*** DATA RECORDS ***

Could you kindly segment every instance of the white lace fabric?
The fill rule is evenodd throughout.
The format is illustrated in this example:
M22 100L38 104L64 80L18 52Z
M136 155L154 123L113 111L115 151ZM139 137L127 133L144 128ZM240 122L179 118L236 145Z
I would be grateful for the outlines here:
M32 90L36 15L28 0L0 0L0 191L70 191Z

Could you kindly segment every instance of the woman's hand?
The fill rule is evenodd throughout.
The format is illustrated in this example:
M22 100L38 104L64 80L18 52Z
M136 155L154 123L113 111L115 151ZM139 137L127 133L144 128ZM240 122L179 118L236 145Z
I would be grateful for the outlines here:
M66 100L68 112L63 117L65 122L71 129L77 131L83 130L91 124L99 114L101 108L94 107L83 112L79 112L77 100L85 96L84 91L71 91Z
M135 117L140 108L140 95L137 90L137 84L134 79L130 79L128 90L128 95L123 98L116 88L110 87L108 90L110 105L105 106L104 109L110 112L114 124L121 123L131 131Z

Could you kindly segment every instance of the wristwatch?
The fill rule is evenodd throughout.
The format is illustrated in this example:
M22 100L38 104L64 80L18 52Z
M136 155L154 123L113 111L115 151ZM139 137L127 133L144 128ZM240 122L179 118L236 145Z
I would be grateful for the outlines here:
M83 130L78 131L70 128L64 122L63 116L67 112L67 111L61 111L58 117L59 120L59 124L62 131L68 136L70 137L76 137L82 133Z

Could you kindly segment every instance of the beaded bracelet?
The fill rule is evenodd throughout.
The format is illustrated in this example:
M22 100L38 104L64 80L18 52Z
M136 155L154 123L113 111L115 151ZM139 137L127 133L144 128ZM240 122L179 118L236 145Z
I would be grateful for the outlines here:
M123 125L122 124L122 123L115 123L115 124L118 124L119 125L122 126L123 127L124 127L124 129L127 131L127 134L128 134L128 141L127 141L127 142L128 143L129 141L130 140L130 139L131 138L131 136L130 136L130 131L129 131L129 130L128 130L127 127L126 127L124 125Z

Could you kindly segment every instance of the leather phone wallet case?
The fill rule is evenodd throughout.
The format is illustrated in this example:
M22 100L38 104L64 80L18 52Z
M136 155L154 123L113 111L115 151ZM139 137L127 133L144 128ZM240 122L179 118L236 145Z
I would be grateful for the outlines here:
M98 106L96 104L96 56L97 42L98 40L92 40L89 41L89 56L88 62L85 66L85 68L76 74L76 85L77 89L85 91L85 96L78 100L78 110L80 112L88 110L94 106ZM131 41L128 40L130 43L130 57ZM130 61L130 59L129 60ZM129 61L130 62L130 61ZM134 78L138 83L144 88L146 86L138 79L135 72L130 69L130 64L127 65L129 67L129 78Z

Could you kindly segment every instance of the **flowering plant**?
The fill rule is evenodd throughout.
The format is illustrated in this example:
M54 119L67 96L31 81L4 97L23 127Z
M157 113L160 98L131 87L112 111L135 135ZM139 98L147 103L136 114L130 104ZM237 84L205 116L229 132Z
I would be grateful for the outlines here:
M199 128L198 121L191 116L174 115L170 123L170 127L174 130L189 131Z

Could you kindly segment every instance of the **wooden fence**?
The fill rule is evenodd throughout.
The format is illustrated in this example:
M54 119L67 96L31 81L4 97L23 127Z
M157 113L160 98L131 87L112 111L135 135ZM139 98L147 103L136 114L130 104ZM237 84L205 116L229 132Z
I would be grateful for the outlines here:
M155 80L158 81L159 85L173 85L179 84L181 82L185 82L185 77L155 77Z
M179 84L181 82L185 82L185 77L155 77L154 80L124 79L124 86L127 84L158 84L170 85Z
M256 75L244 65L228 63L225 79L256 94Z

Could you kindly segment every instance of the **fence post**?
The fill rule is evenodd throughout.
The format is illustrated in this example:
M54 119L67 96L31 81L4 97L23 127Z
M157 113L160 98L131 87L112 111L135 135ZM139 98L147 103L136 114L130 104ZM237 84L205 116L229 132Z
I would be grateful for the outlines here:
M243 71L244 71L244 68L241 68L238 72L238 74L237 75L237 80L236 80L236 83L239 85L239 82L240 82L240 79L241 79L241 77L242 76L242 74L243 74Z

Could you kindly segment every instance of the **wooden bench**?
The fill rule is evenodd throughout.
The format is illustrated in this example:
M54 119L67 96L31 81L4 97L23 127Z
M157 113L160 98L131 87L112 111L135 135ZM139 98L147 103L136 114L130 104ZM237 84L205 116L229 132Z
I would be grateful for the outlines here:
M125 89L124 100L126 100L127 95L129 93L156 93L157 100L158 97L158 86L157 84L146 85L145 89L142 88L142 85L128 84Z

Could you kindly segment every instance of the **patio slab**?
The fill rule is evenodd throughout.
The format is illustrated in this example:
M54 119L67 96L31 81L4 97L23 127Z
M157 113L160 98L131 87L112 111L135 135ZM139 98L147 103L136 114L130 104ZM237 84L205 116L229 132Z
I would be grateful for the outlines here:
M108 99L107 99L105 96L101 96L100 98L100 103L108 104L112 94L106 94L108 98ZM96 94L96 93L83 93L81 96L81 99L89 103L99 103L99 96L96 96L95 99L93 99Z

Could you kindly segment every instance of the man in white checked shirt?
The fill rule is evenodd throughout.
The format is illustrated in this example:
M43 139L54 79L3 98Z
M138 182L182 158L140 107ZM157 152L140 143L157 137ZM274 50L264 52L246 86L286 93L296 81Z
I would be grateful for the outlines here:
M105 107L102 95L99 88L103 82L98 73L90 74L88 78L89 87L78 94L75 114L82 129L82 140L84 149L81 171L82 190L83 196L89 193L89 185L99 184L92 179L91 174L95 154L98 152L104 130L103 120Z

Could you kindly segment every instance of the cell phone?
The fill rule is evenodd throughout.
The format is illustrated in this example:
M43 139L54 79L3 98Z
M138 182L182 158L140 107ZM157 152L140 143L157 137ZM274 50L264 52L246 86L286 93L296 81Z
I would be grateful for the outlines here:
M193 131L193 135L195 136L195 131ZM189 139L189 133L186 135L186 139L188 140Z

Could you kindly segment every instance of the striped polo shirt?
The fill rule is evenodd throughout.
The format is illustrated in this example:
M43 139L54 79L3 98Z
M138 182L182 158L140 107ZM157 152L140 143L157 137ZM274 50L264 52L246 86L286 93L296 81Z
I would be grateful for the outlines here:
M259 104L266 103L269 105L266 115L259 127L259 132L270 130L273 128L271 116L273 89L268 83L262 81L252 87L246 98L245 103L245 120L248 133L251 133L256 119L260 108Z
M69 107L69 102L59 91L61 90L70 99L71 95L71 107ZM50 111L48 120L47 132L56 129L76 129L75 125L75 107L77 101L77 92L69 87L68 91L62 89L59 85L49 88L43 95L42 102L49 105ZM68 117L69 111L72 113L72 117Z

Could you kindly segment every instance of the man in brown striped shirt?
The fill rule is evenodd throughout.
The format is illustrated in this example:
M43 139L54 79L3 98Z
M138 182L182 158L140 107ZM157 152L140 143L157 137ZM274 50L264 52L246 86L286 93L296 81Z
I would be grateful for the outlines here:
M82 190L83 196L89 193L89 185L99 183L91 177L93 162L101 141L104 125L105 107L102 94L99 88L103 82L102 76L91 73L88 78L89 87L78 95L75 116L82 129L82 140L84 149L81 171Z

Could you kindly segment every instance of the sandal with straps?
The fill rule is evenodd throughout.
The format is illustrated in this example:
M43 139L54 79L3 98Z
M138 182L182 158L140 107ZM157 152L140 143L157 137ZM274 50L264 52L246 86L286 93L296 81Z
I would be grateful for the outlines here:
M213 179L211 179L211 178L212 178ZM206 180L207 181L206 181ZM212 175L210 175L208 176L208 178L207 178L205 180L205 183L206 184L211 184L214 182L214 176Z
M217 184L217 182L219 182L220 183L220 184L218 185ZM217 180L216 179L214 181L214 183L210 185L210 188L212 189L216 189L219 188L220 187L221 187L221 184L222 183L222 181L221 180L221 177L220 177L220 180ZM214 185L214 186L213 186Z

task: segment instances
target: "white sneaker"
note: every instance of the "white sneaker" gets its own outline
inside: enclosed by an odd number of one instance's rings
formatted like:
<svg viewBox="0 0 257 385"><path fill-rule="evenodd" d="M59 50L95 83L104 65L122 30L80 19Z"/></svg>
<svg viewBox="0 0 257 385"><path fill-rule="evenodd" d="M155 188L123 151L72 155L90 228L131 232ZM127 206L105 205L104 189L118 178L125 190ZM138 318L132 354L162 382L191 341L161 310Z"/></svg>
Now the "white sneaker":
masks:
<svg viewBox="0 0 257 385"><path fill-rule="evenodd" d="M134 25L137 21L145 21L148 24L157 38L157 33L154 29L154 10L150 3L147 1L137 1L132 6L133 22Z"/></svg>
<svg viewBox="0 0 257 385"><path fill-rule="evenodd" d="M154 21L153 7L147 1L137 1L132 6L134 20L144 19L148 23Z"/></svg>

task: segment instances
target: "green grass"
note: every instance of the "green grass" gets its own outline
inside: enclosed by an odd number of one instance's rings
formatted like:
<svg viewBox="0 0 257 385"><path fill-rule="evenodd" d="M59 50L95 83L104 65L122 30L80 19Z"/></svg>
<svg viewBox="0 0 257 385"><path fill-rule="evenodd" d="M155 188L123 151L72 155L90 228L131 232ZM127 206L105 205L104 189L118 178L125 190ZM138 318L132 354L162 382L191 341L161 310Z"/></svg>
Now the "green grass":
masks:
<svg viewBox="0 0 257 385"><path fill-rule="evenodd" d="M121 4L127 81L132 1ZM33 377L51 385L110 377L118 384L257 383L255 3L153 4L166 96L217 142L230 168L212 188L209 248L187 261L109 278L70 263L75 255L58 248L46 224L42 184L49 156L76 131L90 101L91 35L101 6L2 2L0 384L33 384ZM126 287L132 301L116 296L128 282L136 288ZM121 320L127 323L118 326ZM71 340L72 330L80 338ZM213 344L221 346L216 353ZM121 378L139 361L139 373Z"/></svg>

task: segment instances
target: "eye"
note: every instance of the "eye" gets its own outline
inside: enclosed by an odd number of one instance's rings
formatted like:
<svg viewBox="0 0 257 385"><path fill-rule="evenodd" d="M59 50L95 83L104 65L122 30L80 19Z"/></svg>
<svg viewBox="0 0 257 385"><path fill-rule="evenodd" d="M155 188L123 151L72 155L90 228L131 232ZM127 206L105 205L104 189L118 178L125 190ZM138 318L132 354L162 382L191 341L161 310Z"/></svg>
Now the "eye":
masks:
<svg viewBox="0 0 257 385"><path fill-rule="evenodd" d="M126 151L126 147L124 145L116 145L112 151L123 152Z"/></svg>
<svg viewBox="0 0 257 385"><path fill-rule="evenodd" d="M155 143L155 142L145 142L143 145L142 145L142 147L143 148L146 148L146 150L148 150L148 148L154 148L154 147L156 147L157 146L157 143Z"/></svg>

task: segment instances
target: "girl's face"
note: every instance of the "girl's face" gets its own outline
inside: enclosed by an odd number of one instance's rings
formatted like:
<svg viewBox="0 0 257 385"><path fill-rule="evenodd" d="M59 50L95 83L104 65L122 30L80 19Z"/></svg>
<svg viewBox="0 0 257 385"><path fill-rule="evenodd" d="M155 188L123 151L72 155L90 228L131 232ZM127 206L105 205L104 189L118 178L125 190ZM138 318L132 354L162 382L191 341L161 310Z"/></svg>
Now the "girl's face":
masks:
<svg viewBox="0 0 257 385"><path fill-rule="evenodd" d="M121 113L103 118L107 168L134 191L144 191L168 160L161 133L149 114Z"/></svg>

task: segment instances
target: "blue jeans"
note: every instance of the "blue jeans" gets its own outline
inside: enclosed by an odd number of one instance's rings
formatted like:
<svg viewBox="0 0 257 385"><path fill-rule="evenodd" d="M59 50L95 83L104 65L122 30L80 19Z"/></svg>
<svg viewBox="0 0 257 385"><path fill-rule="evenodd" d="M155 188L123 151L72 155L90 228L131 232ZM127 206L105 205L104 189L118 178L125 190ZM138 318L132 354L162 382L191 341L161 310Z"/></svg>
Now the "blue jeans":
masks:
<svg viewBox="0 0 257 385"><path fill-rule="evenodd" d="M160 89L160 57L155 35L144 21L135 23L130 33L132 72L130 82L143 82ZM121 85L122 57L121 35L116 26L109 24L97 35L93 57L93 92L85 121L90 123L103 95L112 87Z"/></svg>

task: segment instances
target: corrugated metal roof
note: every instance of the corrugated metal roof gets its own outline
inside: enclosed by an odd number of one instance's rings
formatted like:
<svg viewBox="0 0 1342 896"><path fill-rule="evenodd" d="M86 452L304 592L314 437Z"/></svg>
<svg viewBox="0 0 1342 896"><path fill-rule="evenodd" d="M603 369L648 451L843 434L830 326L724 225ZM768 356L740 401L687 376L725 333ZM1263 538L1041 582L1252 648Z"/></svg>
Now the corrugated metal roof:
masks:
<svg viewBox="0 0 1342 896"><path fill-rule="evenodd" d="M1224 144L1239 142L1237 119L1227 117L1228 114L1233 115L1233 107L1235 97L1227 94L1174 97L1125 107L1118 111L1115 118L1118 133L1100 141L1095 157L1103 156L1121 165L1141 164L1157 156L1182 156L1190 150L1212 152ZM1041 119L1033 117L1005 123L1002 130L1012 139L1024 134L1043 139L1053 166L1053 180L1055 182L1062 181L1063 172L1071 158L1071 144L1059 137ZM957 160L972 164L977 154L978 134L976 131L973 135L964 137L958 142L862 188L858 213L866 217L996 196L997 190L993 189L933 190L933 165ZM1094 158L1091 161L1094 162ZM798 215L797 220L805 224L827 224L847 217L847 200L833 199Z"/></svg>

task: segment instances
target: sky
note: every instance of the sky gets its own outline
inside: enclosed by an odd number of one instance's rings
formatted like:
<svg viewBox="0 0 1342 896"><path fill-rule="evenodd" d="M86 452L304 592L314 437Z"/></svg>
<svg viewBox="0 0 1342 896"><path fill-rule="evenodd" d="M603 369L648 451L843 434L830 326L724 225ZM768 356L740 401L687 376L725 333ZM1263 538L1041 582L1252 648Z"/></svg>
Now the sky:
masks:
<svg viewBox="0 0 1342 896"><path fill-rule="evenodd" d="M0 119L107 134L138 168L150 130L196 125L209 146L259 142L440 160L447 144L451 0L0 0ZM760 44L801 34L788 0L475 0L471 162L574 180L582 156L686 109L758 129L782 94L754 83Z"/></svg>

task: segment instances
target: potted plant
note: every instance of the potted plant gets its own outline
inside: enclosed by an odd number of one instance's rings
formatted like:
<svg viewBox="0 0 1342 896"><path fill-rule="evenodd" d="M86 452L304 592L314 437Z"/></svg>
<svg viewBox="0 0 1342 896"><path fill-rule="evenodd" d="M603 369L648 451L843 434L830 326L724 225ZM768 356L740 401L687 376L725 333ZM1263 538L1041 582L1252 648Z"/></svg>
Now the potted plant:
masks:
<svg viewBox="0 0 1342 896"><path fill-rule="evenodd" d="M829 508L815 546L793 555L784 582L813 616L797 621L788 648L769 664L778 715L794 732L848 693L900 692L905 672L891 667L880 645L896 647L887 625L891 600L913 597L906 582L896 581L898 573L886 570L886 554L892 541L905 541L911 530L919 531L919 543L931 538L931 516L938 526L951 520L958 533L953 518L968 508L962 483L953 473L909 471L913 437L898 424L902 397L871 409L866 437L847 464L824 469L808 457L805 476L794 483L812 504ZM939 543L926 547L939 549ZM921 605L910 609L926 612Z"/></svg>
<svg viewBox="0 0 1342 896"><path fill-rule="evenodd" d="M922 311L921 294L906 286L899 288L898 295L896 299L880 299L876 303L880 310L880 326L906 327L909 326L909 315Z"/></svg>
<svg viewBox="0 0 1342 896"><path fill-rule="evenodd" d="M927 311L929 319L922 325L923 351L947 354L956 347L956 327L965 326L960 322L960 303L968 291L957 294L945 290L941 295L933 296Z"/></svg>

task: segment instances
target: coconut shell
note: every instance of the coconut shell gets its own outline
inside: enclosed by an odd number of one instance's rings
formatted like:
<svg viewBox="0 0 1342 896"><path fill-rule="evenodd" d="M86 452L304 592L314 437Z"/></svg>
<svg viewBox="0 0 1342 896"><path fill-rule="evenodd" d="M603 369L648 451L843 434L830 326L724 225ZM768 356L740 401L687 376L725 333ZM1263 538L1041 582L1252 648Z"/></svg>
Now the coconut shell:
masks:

***

--- WRITTEN INSTRUCTION ---
Rewrite the listing above as a Markdown table with the columns Row and Line. Cover only the lines from the one with "Could you kindly segment every instance of the striped" up to and including the one with "M259 104L266 103L269", numbering each line and skipping any blank ones.

--- PROBLEM SOLUTION ---
| Row | Line |
|---|---|
| 1 | Could you kindly segment every instance of the striped polo shirt? |
| 2 | The fill rule is evenodd throughout. |
| 3 | The format is illustrated in this example: |
| 4 | M43 139L54 79L3 98Z |
| 5 | M138 182L182 158L140 107ZM157 152L140 143L157 137ZM274 50L264 52L246 86L286 93L296 81Z |
| 6 | I would be grateful for the outlines here: |
| 7 | M259 104L266 103L269 105L266 115L259 127L259 132L270 130L273 128L271 116L273 89L268 83L262 81L252 87L246 98L245 103L245 120L248 133L251 133L256 119L260 108Z |